- [Assignment] Exactly the lines from the one with "Each instance of the aircraft wing" through the last line of the listing must be given again.

[[ Exercise inputs open ]]

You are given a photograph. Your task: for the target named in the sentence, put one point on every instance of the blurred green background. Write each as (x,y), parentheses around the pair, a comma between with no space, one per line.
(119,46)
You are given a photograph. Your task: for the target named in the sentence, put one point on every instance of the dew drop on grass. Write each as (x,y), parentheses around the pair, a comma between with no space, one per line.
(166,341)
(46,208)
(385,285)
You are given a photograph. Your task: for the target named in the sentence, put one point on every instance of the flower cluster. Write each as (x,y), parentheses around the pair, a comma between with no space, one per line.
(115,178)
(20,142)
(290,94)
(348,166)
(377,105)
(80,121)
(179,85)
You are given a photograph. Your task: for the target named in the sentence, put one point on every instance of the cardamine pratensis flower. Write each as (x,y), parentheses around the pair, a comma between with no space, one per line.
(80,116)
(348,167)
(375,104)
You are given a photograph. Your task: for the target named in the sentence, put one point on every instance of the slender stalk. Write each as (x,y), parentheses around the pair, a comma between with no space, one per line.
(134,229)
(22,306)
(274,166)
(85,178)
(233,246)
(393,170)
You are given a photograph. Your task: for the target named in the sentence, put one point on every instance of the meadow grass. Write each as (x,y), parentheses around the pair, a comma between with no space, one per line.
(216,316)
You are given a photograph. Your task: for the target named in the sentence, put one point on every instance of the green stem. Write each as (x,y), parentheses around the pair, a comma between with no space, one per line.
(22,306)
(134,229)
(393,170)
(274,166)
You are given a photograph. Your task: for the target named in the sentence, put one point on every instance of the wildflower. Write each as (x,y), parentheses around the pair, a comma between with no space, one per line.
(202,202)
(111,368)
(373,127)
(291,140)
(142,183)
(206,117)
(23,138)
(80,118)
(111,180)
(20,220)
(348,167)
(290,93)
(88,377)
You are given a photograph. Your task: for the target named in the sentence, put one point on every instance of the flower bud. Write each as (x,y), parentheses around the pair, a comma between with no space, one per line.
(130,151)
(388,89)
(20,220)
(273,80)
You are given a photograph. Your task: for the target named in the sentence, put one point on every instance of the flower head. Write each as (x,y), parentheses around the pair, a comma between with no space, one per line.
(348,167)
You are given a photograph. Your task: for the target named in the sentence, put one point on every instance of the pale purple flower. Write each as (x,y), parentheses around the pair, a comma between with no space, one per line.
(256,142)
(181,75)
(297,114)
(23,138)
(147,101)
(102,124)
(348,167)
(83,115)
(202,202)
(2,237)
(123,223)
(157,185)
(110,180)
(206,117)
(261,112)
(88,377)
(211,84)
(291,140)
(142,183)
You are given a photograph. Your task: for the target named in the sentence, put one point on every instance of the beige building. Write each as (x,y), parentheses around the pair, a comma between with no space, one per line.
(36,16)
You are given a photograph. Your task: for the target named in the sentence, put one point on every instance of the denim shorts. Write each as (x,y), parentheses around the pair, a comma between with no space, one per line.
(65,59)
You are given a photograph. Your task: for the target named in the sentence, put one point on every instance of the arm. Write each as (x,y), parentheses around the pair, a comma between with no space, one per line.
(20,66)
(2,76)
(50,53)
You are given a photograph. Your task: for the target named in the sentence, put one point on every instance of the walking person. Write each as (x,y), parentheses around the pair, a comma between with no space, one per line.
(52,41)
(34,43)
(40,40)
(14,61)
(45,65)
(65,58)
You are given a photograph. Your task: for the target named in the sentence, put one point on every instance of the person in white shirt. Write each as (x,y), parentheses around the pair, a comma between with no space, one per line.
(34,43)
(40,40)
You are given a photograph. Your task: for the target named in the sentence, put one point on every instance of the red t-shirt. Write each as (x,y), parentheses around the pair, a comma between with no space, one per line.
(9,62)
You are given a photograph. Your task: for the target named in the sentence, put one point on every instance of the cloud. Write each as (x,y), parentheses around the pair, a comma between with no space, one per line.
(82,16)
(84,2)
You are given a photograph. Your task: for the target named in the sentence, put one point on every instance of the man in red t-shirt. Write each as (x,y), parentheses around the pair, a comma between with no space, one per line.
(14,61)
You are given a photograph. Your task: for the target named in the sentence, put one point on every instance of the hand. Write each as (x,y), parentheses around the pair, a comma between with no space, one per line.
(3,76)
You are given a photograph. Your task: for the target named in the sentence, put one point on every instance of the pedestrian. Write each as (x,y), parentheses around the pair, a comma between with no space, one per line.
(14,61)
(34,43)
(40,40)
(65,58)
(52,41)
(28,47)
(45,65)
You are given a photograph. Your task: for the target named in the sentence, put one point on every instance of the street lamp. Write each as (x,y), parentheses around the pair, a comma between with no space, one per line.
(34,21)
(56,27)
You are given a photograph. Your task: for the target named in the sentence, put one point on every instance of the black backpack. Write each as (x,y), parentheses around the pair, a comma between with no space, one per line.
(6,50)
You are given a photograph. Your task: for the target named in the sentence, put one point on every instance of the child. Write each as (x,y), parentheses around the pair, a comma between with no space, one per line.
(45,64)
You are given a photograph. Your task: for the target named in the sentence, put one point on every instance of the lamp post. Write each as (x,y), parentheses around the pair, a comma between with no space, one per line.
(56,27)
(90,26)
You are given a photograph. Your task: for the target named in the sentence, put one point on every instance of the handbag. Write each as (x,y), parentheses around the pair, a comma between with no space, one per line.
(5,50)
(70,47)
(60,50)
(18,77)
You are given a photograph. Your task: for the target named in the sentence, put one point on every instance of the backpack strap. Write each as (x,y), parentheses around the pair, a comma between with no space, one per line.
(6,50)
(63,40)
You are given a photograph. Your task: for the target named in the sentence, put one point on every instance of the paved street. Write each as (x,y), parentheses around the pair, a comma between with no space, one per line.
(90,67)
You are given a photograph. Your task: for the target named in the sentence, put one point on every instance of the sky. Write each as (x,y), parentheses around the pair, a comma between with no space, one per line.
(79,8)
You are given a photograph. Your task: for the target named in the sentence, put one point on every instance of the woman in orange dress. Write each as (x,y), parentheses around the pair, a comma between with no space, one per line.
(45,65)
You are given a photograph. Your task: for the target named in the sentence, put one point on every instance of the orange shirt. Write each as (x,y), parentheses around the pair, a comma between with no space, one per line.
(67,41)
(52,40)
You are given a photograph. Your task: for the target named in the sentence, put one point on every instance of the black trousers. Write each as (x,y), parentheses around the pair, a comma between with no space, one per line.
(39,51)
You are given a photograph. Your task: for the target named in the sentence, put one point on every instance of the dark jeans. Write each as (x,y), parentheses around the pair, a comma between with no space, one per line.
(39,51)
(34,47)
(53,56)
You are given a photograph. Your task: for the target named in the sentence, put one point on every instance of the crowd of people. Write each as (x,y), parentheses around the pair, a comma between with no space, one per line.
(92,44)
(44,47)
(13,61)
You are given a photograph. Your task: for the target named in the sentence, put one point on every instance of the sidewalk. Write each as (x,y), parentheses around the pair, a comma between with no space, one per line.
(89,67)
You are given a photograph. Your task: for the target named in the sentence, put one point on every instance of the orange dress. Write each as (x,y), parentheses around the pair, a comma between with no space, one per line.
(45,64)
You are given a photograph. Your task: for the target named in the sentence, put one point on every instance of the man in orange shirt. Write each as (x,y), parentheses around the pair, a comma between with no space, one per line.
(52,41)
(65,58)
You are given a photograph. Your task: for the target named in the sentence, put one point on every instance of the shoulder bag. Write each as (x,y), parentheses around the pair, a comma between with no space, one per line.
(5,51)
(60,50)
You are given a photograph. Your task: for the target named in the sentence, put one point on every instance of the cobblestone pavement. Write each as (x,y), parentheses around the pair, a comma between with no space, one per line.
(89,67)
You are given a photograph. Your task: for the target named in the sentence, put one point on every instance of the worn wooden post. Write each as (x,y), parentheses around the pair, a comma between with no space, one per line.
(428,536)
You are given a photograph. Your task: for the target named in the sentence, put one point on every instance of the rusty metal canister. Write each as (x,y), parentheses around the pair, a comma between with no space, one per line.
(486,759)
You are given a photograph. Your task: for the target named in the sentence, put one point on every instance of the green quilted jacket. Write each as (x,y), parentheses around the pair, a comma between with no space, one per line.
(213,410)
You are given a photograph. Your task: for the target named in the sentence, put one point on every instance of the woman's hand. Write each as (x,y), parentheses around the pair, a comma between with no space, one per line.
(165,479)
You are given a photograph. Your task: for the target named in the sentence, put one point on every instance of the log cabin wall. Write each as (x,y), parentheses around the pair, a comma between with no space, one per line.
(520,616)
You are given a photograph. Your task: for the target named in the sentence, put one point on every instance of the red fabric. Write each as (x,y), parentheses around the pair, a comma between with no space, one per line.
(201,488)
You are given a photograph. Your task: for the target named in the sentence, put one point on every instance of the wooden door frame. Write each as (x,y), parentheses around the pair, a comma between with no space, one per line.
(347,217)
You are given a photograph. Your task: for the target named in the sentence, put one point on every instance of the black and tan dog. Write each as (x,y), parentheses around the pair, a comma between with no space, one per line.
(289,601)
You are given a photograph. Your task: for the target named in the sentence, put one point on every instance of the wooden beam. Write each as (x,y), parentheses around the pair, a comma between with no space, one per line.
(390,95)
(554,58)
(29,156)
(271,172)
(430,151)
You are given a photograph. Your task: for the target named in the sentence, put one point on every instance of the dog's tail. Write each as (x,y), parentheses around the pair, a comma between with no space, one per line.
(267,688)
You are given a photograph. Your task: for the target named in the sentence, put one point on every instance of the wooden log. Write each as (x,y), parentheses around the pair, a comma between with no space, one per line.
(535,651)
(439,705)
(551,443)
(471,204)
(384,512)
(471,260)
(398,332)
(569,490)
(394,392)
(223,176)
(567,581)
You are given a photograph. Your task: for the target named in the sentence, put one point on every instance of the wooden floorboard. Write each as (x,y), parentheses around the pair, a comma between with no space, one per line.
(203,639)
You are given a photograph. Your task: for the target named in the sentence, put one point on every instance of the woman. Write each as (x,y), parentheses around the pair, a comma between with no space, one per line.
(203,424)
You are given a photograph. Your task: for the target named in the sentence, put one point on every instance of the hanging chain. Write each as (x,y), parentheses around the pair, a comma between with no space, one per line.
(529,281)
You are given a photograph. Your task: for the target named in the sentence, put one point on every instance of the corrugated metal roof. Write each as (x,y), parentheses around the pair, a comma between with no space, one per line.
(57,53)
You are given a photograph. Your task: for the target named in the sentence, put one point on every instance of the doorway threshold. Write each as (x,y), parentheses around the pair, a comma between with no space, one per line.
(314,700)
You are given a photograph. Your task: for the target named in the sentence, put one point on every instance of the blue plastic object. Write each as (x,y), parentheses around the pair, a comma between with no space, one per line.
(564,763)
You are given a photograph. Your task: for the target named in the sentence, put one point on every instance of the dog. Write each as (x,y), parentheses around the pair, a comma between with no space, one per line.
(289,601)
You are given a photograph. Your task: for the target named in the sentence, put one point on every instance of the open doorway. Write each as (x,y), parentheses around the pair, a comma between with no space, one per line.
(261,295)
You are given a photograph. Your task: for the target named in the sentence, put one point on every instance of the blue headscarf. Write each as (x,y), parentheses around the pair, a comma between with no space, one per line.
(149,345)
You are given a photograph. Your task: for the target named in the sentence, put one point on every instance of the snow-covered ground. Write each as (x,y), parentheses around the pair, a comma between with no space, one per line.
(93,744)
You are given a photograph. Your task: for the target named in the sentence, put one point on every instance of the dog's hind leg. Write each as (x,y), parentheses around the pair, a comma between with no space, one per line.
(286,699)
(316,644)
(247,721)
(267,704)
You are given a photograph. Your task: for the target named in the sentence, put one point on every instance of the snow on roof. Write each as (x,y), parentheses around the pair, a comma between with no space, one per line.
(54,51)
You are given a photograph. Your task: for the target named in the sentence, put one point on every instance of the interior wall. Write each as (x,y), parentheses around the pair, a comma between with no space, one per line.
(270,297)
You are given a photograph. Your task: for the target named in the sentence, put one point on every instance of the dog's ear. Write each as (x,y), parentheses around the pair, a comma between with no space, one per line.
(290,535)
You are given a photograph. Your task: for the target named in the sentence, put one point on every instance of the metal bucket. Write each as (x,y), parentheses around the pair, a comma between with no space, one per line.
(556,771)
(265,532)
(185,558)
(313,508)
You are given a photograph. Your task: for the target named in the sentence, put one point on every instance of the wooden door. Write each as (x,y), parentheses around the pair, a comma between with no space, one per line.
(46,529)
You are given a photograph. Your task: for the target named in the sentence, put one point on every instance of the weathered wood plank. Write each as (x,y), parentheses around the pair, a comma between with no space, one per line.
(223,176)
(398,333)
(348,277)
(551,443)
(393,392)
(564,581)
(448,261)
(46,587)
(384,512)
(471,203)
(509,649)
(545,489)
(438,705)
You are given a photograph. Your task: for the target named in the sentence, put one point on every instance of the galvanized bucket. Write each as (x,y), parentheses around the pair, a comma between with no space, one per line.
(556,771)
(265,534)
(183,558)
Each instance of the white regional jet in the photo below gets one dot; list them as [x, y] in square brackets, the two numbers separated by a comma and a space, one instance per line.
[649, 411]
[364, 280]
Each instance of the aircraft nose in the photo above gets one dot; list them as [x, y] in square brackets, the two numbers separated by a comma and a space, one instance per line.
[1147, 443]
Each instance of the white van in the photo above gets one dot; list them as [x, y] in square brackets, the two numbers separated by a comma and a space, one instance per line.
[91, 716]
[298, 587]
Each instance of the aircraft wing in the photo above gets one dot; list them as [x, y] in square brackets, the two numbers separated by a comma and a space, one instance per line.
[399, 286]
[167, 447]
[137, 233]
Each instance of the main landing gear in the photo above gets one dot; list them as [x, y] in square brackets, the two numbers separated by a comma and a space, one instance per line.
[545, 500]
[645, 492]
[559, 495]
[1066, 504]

[[ Exercise inputs closed ]]

- [Problem solution]
Each instance of the aircraft wing in the photo above gets one dot; list them as [x, y] in square brackets, the two numbers separated by a comma and a space, one instance per line.
[399, 286]
[167, 447]
[137, 233]
Each instance of the main landing gear in the photo above gets one dot; list them as [x, y] in square brackets, the two numbers separated by a comma and a space, one instance per line.
[545, 500]
[645, 492]
[559, 495]
[1066, 504]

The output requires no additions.